Written problem 1
Do these statements agree with the blog text below? Answer yes or no for each, quoting the deciding words exactly.
(a) The dollar had climbed to 1.9 Brazilian Reis.
(b) The Caruru is given on the feast day of São Cosme and São Damião.
(c) Evani's husband spent the evening dicing the quiabo.
Written problem 2
Transcribe a passage from the blog text below word for word. Begin at the words "What's Up With" and stop after "to the dollar.".

-- start of Quoted text --

Monday, September 29, 2008

What's Up With The Dollar?

Today the US stock market dropped 777 points, everyone says that the US economy is about to tank, so why the hell is the US dollar suddenly getting stronger against the dollar? It had dropped to 1.6 Brazilian Reis to the dollar and sat there for the longest time, yesterday it was 1.7 to the dollar, this morning it was 1.8, right now it is 1.9 to the dollar.

I don't know jack about economics, what is going on?

Sunday, September 28, 2008

Quite a Weekend

It's been one hell of a weekend. Busy. Crazy. And even fun- who could ask for more?

Two big things happened this weekend; the first being Evani's annual Caruru, the second was my first appearance at a craft fair in about ten years.

Part I - Caruru

Let's talk Caruru first. 'Caruru' is a kind of okra-based food, and one of the staples of Bahian cuisine. But when talks about a Caruru, what they mean is a huge meal that is handed out to everyone who wants it until it is gone. I always feel kind of goofy when I try to describe these things, but basically a Caruru is a kind of religious obligation in the Candomblé, given on the feast day of São Cosme and São Damião (September 27th).

There was about a week of pre-preparations for this event, which included several trips to the Feira de São Joaquim, which is a huge market here in the city with hundreds of stalls selling everything from candy to meat to fish to fruit to fireworks to spices to Candomblé supplies which includes everything from beads to amulets to costumes to statues to gunpowder to live animals. One trip she bought several kilos of dried shrimp, peanuts, beans, ginger, popcorn, and candy, on the last trip she bought a whole sack of quiabo, know to us English speakers as okra. There was also a call for pots, huge restaurant-size pots with upwards of five gallons capacity, which we were loaned from three or four different people.

After the pre-preparations, Evani and four or five others spent two whole days cooking. This included an entire evening dicing up the quiabo. Evani baked a cake. Where was her miserable, shiftless husband during all this? He was upstairs, printing t-shirts, madly trying to prepare for his own upcoming event. More about that later. He had also helped with the preparations, making trips to the feira and the supermarket, buying soda and beer and plates and forks and little bags to put candy in.

-- end of Quoted text --
-- start of Provided data --

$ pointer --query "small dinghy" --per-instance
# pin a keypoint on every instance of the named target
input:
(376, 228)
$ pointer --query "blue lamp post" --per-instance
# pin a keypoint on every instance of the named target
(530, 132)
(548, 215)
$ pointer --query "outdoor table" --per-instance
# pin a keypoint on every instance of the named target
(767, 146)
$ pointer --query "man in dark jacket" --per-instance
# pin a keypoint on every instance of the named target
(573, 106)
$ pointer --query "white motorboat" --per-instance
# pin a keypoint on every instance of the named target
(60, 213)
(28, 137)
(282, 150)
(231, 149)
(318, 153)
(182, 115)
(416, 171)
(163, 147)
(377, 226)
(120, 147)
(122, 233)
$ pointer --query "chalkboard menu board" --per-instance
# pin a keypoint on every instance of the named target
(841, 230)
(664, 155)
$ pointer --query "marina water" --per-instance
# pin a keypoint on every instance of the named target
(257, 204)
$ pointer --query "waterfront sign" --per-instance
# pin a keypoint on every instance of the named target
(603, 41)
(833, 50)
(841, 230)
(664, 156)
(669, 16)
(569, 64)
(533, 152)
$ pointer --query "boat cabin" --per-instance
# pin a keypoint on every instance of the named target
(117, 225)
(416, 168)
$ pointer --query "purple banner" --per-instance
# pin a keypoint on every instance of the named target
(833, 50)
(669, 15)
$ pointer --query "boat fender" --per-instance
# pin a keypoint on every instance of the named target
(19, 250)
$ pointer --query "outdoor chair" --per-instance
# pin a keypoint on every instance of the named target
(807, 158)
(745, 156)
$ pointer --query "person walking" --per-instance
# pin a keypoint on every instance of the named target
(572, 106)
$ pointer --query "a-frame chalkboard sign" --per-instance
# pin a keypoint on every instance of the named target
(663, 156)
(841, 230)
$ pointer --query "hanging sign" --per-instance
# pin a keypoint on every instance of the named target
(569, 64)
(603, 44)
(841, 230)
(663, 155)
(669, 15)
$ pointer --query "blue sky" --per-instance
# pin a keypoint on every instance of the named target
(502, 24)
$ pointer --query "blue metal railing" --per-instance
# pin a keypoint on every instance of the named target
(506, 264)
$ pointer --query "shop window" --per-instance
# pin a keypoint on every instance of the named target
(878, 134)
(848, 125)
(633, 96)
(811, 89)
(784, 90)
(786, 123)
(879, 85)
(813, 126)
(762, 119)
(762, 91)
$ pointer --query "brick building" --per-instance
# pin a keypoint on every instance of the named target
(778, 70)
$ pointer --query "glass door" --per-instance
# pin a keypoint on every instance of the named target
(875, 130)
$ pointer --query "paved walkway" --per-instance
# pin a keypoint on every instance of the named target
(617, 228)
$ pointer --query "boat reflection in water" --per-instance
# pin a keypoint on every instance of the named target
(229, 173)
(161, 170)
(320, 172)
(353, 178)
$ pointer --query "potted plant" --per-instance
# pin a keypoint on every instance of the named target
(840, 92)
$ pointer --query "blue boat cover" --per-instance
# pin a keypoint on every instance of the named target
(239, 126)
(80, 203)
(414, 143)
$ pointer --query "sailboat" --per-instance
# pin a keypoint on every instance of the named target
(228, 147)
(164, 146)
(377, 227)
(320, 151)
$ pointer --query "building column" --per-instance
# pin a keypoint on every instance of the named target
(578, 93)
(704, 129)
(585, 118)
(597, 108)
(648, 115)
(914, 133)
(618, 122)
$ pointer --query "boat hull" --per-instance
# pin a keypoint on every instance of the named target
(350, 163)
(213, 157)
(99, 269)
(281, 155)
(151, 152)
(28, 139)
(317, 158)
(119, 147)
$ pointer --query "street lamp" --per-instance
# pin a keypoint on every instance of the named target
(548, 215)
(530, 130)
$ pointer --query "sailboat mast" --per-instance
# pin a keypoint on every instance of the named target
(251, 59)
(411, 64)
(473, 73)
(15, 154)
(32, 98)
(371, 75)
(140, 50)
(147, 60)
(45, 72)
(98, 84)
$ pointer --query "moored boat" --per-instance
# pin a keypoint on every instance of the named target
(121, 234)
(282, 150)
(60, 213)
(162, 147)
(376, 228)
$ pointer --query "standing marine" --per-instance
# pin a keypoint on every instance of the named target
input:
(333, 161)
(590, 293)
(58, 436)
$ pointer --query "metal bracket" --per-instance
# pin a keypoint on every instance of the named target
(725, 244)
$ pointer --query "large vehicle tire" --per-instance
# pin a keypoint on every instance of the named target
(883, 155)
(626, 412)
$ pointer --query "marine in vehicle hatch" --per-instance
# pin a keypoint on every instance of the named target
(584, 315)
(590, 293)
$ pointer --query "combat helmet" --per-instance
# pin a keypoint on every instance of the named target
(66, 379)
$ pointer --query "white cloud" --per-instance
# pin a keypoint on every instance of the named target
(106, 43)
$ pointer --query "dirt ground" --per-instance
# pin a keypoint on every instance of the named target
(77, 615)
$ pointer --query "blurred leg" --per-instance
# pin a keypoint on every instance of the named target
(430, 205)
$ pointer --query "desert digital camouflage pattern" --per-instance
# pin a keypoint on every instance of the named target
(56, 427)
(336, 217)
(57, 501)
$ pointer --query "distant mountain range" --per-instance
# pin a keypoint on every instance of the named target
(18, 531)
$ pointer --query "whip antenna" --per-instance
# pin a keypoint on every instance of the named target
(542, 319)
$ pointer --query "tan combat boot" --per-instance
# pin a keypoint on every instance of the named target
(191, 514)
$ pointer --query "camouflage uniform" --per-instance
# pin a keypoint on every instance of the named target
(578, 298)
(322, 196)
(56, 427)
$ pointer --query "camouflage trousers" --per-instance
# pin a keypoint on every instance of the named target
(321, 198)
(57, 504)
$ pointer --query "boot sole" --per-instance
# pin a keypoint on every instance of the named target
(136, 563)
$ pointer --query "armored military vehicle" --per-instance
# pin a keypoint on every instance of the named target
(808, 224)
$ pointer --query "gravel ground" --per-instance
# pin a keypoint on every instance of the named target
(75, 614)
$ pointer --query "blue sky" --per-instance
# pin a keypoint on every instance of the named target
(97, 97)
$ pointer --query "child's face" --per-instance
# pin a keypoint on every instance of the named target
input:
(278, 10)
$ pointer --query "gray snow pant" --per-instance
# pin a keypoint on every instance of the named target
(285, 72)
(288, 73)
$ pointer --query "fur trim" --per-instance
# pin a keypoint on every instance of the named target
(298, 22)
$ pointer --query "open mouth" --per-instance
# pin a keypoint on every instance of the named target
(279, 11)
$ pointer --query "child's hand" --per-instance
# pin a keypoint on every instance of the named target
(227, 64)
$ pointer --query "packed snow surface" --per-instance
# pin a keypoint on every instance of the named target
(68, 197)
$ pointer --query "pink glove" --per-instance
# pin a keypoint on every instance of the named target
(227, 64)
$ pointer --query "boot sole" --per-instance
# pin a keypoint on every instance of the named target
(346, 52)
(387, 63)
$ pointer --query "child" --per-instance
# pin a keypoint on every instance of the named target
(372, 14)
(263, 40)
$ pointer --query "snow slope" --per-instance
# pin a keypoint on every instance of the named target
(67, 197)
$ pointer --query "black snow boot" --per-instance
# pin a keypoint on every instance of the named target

-- end of Provided data --

Exercise solution 1
(a) Yes: "right now it is 1.9 to the dollar"
(b) Yes: "given on the feast day of São Cosme and São Damião (September 27th)"
(c) No: "He was upstairs, printing t-shirts, madly trying to prepare for his own upcoming event."

Exercise solution 2
What's Up With The Dollar?

Today the US stock market dropped 777 points, everyone says that the US economy is about to tank, so why the hell is the US dollar suddenly getting stronger against the dollar? It had dropped to 1.6 Brazilian Reis to the dollar and sat there for the longest time, yesterday it was 1.7 to the dollar, this morning it was 1.8, right now it is 1.9 to the dollar.